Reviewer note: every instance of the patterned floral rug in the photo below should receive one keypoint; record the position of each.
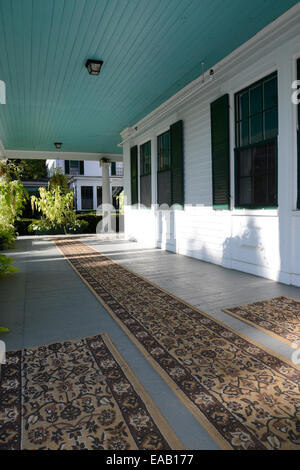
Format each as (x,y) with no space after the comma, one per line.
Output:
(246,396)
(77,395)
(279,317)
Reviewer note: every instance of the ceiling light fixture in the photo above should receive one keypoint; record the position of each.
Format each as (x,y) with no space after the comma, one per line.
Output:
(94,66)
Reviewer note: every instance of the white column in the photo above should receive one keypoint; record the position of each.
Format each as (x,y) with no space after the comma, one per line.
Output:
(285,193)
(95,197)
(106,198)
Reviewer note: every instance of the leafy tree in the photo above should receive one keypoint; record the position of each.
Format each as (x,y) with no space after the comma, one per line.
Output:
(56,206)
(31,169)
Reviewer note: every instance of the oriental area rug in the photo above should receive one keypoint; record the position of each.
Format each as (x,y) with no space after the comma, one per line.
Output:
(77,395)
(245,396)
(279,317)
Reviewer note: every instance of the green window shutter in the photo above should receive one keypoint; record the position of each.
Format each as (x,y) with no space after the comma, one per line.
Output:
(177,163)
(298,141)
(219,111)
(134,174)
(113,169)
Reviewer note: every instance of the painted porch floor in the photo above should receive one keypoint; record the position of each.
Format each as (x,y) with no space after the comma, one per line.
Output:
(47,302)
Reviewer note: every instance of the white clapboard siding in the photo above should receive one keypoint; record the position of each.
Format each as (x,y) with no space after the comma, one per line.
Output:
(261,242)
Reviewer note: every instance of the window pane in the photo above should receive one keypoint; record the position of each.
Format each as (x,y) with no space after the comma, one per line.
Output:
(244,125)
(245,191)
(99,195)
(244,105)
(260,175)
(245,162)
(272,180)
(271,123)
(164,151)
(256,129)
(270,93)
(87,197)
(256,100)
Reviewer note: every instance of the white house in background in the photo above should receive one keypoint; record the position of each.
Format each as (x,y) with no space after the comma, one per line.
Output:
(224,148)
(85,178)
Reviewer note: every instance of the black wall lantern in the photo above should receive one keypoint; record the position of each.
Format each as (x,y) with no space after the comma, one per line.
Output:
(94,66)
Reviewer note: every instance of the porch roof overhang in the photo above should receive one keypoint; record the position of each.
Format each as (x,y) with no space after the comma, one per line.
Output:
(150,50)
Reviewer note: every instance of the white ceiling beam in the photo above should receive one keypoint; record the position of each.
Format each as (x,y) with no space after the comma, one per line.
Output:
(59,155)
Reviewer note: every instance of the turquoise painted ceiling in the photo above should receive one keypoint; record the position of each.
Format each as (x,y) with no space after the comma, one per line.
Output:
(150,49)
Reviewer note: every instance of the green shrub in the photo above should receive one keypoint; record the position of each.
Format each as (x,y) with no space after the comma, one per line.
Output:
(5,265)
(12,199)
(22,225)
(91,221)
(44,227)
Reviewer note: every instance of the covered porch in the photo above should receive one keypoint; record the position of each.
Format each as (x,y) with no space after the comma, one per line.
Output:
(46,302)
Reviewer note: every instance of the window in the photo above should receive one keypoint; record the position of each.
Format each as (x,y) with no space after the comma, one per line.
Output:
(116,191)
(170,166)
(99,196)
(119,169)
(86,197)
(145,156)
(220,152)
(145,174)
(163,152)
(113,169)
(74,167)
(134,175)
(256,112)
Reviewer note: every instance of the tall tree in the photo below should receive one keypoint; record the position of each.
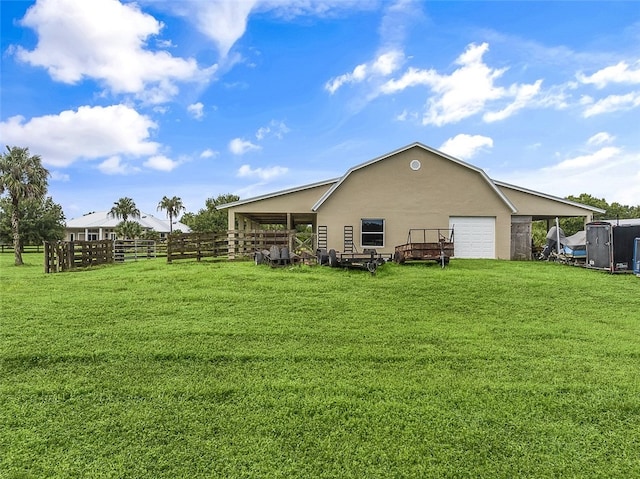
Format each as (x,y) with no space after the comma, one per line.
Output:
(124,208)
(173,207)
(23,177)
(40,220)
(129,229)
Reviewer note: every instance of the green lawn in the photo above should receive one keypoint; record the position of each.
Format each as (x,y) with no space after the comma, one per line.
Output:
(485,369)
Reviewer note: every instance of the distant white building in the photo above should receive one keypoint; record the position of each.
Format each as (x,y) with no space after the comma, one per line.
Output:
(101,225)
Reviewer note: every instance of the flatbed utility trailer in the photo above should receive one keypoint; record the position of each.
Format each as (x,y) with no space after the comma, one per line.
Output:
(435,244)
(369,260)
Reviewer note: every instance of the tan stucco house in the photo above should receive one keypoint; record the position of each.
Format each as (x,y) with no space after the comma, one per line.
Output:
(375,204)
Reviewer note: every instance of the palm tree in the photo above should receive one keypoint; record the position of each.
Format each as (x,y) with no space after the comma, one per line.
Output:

* * *

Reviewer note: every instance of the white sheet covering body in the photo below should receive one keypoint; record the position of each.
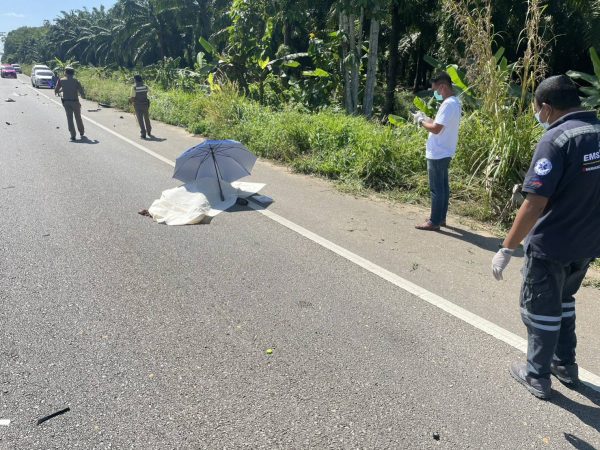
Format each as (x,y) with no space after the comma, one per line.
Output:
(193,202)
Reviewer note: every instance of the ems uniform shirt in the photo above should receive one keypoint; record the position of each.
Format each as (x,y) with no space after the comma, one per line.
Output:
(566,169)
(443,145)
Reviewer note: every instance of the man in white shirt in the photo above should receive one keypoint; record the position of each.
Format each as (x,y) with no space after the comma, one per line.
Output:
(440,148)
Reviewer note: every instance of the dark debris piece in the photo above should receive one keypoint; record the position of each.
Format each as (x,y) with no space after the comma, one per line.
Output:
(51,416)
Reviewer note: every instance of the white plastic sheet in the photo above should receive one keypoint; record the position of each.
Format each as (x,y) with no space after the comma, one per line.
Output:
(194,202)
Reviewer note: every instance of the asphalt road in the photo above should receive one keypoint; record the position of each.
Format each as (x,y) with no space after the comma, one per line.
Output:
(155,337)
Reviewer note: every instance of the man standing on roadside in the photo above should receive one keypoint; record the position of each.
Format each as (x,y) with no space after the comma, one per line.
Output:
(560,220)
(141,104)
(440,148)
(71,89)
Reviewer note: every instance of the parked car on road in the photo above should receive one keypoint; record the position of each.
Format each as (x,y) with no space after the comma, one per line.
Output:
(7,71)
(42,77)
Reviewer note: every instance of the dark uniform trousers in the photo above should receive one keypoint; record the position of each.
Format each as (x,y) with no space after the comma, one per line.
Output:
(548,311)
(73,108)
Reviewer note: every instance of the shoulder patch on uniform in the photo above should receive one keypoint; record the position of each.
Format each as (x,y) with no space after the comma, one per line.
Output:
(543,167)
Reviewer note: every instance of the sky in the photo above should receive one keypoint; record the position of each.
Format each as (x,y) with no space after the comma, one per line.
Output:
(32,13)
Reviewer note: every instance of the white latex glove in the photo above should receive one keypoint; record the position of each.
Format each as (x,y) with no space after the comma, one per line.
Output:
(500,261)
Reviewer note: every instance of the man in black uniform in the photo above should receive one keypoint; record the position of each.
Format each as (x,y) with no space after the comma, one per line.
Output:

* * *

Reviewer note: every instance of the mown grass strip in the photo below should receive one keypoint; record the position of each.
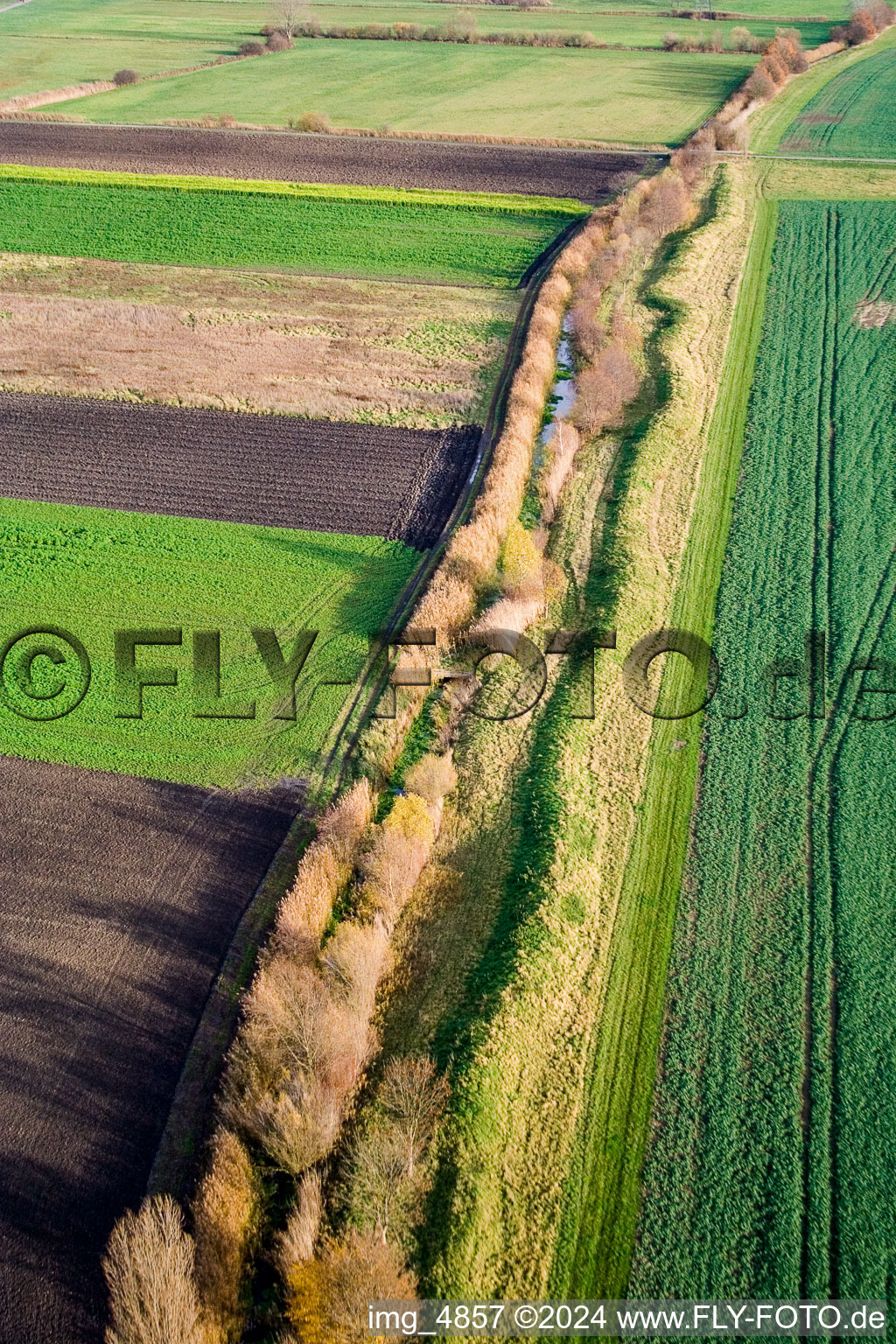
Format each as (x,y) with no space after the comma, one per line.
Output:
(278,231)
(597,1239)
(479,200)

▶ TASK GOAL
Which lines in the listing above contain the string "dark"? Copy out each of those lines in full.

▶ SOLUTION
Reviewer note: every instance of the dark debris piece in the photo above should receive one keypoint; record the position of each.
Reviewer note: every instance of the dark uniform trousers in the photo above should receive one keypoint; record the position of each.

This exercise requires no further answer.